##### WORKING DATA

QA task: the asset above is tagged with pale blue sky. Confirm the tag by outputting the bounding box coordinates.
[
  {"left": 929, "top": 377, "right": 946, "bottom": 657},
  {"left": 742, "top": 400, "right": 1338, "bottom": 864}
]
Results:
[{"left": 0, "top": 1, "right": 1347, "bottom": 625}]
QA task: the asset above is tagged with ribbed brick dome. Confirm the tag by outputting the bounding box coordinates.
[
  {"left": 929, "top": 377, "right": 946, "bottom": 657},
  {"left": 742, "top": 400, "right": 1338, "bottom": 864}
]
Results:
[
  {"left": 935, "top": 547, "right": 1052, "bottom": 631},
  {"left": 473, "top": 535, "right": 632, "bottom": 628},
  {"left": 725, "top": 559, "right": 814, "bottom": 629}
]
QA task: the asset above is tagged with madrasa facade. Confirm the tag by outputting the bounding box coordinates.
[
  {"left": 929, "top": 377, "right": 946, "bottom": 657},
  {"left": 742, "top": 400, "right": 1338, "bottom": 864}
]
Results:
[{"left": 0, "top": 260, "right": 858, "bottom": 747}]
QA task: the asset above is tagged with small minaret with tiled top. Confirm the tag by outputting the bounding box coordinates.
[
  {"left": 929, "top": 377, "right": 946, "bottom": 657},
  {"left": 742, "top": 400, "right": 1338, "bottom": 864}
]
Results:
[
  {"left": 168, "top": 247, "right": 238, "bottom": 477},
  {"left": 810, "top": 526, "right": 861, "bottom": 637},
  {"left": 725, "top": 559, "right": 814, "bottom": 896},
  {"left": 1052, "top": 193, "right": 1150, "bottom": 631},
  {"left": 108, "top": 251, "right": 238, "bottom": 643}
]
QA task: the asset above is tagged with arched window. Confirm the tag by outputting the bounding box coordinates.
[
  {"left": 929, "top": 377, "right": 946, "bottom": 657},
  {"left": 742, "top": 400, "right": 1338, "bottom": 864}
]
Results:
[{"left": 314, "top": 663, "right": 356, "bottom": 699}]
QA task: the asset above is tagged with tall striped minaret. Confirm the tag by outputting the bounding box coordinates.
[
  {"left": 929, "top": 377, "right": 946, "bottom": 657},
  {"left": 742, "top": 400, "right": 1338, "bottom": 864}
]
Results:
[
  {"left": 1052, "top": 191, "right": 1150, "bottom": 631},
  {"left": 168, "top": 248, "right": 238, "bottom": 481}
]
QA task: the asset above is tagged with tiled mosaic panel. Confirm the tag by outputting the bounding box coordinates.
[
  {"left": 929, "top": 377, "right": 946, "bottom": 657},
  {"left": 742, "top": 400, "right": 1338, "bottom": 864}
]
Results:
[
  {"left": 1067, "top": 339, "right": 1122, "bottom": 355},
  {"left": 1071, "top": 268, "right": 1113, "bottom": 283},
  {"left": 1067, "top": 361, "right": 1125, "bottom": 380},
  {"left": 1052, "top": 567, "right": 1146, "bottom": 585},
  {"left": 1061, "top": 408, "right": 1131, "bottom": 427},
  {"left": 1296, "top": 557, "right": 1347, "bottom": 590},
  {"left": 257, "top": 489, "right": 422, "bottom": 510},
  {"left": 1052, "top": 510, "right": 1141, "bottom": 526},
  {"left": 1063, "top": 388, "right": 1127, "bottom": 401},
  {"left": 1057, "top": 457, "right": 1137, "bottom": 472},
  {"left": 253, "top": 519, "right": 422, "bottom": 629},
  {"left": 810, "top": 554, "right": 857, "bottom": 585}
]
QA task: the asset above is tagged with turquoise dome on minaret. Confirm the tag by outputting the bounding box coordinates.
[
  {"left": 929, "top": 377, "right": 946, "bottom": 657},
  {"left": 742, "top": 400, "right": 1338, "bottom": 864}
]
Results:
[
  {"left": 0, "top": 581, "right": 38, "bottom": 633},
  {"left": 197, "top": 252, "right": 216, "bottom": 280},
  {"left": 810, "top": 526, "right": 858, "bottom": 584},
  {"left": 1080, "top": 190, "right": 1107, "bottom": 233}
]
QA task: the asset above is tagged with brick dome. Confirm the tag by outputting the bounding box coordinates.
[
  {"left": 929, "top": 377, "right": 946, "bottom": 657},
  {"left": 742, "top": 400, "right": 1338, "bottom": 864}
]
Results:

##########

**EXERCISE DIRECTIONS:** Recast every line of the rows above as a two-column Markdown table headed No. and Line text. Number the lines in order and leave out any blank lines.

**WRITTEN ANSWER:**
| No. | Line text |
|---|---|
| 1 | QA task: the asset above is tagged with pale blue sky. Confirm the tag by outputting the bounding box coordinates. |
| 2 | [ |
| 3 |   {"left": 929, "top": 377, "right": 946, "bottom": 657}, |
| 4 |   {"left": 742, "top": 400, "right": 1338, "bottom": 864} |
| 5 | ] |
| 6 | Results: |
| 7 | [{"left": 0, "top": 1, "right": 1347, "bottom": 625}] |
| 8 | QA task: the asset above is tagged with ribbed brick dome. Confirm the tag by outputting the bounding box coordinates. |
| 9 | [ |
| 10 |   {"left": 929, "top": 377, "right": 946, "bottom": 657}, |
| 11 |   {"left": 742, "top": 400, "right": 1338, "bottom": 864} |
| 12 | ] |
| 13 | Results: |
| 14 | [ |
| 15 |   {"left": 935, "top": 547, "right": 1052, "bottom": 631}, |
| 16 |   {"left": 473, "top": 535, "right": 632, "bottom": 628}, |
| 17 |   {"left": 725, "top": 559, "right": 814, "bottom": 629} |
| 18 | ] |
| 19 | QA task: the asset above is tagged with madrasa facade. Confirm the tag by outputting the bounding box coordinates. |
| 20 | [ |
| 21 |   {"left": 929, "top": 377, "right": 946, "bottom": 657}, |
| 22 |   {"left": 742, "top": 400, "right": 1338, "bottom": 864} |
| 23 | ] |
| 24 | Results: |
| 25 | [{"left": 0, "top": 260, "right": 858, "bottom": 747}] |
| 26 | QA task: the asset above is tagged with small minaret with tiled top. Confirm the tag by outputting the bounding box coordinates. |
| 27 | [ |
| 28 |   {"left": 929, "top": 377, "right": 946, "bottom": 657}, |
| 29 |   {"left": 742, "top": 400, "right": 1338, "bottom": 864} |
| 30 | ] |
| 31 | Results: |
| 32 | [ |
| 33 |   {"left": 168, "top": 247, "right": 238, "bottom": 477}, |
| 34 |   {"left": 810, "top": 526, "right": 861, "bottom": 637}, |
| 35 |   {"left": 725, "top": 559, "right": 814, "bottom": 896}, |
| 36 |   {"left": 1052, "top": 193, "right": 1150, "bottom": 631}, |
| 37 |   {"left": 108, "top": 251, "right": 238, "bottom": 643} |
| 38 | ] |
| 39 | QA task: the asset above is tagged with arched window. Confirm the tag by outputting the bounding box coordinates. |
| 40 | [ |
| 41 |   {"left": 929, "top": 377, "right": 946, "bottom": 657}, |
| 42 |   {"left": 742, "top": 400, "right": 1338, "bottom": 864} |
| 43 | ] |
| 44 | Results: |
| 45 | [{"left": 314, "top": 663, "right": 356, "bottom": 699}] |
| 46 | QA task: the asset above is tagged with tall striped minaret. Confirm the tag by outputting the bounding box coordinates. |
| 47 | [ |
| 48 |   {"left": 929, "top": 377, "right": 946, "bottom": 657}, |
| 49 |   {"left": 742, "top": 400, "right": 1338, "bottom": 864} |
| 50 | ] |
| 51 | Results: |
| 52 | [ |
| 53 |   {"left": 1052, "top": 191, "right": 1150, "bottom": 631}, |
| 54 |   {"left": 168, "top": 248, "right": 238, "bottom": 481} |
| 55 | ] |
| 56 | QA task: the asset above is tagged with tiled mosaic panel. Confirm the tag by outputting the bounding box coordinates. |
| 57 | [ |
| 58 |   {"left": 929, "top": 377, "right": 946, "bottom": 657}, |
| 59 |   {"left": 742, "top": 400, "right": 1338, "bottom": 864} |
| 60 | ] |
| 61 | Results: |
| 62 | [ |
| 63 |   {"left": 1067, "top": 339, "right": 1122, "bottom": 355}, |
| 64 |   {"left": 1071, "top": 268, "right": 1113, "bottom": 283}, |
| 65 |   {"left": 1067, "top": 361, "right": 1125, "bottom": 380}, |
| 66 |   {"left": 1052, "top": 567, "right": 1146, "bottom": 585}, |
| 67 |   {"left": 1061, "top": 408, "right": 1131, "bottom": 427}, |
| 68 |   {"left": 1296, "top": 557, "right": 1347, "bottom": 590}, |
| 69 |   {"left": 257, "top": 489, "right": 422, "bottom": 510}, |
| 70 |   {"left": 1052, "top": 510, "right": 1141, "bottom": 526}, |
| 71 |   {"left": 1063, "top": 388, "right": 1127, "bottom": 401}, |
| 72 |   {"left": 1057, "top": 457, "right": 1137, "bottom": 472}, |
| 73 |   {"left": 253, "top": 519, "right": 422, "bottom": 629}, |
| 74 |   {"left": 810, "top": 554, "right": 857, "bottom": 585} |
| 75 | ] |
| 76 | QA task: the asset above is tagged with turquoise dome on minaret. Confirm the tag by outputting the bounding box coordinates. |
| 77 | [ |
| 78 |   {"left": 929, "top": 377, "right": 946, "bottom": 657}, |
| 79 |   {"left": 742, "top": 400, "right": 1338, "bottom": 864} |
| 80 | ] |
| 81 | Results: |
| 82 | [ |
| 83 |   {"left": 0, "top": 581, "right": 38, "bottom": 633}, |
| 84 |   {"left": 197, "top": 252, "right": 216, "bottom": 280}, |
| 85 |   {"left": 810, "top": 526, "right": 858, "bottom": 584}, |
| 86 |   {"left": 1080, "top": 190, "right": 1107, "bottom": 233} |
| 87 | ] |
| 88 | QA task: the asset above is tagged with brick dome. Confirm the tag by outputting the bounding box coordinates. |
| 89 | [ |
| 90 |   {"left": 929, "top": 377, "right": 946, "bottom": 657}, |
| 91 |   {"left": 742, "top": 400, "right": 1338, "bottom": 864} |
| 92 | ] |
| 93 | Results: |